--- BEGIN ---

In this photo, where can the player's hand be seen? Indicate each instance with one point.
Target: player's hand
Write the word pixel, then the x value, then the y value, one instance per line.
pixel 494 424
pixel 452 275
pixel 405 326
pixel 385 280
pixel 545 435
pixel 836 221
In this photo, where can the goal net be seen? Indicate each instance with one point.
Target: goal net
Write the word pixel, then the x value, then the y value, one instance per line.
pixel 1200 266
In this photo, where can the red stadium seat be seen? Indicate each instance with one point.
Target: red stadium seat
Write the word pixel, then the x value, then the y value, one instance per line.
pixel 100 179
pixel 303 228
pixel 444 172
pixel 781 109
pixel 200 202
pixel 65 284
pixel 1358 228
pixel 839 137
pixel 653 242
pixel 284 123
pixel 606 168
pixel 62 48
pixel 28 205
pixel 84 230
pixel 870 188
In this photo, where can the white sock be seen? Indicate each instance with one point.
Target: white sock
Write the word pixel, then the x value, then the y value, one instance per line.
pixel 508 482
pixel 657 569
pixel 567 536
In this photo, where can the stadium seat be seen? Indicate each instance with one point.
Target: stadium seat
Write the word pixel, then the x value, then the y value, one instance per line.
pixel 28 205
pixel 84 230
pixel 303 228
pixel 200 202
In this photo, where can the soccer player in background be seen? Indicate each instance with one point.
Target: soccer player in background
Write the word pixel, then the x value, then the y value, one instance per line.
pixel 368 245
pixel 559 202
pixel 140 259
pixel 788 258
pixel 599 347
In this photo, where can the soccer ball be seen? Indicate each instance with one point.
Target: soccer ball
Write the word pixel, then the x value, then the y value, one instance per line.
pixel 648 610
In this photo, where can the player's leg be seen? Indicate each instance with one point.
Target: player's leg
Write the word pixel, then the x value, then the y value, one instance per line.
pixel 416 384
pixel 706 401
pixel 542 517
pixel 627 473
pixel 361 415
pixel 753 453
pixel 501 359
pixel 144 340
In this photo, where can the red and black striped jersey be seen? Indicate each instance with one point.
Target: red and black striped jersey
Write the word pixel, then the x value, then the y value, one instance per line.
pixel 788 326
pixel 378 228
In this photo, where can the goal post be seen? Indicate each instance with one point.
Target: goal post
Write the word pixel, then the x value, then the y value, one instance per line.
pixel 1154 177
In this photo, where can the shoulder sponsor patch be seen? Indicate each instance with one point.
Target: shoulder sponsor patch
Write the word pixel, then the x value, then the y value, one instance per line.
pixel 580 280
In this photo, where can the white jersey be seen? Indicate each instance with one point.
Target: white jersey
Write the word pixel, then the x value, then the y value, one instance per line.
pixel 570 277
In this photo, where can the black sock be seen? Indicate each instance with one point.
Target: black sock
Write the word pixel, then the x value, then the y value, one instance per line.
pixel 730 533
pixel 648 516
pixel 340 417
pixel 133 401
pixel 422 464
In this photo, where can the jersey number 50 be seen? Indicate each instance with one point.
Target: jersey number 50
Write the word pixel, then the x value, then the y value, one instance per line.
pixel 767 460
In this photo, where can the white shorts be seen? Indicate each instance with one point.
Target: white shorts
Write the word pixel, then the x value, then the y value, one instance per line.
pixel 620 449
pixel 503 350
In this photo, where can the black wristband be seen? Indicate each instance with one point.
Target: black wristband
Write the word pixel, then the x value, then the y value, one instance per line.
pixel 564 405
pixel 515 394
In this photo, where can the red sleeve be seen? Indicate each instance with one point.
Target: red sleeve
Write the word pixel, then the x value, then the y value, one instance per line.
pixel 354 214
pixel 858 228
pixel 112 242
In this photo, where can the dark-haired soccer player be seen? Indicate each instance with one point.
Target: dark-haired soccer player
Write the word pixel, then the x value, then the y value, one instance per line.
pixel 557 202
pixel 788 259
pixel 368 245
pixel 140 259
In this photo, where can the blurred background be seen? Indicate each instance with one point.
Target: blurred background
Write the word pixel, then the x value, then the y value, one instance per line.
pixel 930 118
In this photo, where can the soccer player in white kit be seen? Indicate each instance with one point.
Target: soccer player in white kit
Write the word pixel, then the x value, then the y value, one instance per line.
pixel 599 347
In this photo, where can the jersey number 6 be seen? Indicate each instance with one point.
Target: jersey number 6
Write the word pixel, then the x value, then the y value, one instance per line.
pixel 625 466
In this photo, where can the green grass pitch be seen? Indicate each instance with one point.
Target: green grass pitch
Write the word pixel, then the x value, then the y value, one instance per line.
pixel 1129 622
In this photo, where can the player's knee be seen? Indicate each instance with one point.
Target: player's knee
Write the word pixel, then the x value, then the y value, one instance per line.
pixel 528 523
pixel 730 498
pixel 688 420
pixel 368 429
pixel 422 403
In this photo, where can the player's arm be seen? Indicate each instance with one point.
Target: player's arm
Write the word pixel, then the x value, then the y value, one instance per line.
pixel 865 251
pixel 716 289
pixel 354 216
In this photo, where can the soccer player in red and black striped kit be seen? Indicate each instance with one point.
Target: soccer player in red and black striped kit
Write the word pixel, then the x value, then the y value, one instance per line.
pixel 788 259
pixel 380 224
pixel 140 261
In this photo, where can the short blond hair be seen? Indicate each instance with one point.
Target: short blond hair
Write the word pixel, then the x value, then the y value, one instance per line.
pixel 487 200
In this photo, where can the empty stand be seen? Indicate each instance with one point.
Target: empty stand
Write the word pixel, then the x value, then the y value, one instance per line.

--- END ---

TASK REQUIREMENTS: Copy out the records from the line with "In this photo, where can the shoulder" up to and including the line with "pixel 580 280", keeping every line and shifting each x and y coordinate in the answers up by 143.

SOLUTION:
In this photo, where can the shoulder sponsor patch be seen? Indicate each instance with one point.
Target: shoulder sponsor patch
Write the word pixel, then the x value, then the y value, one instance per line.
pixel 723 423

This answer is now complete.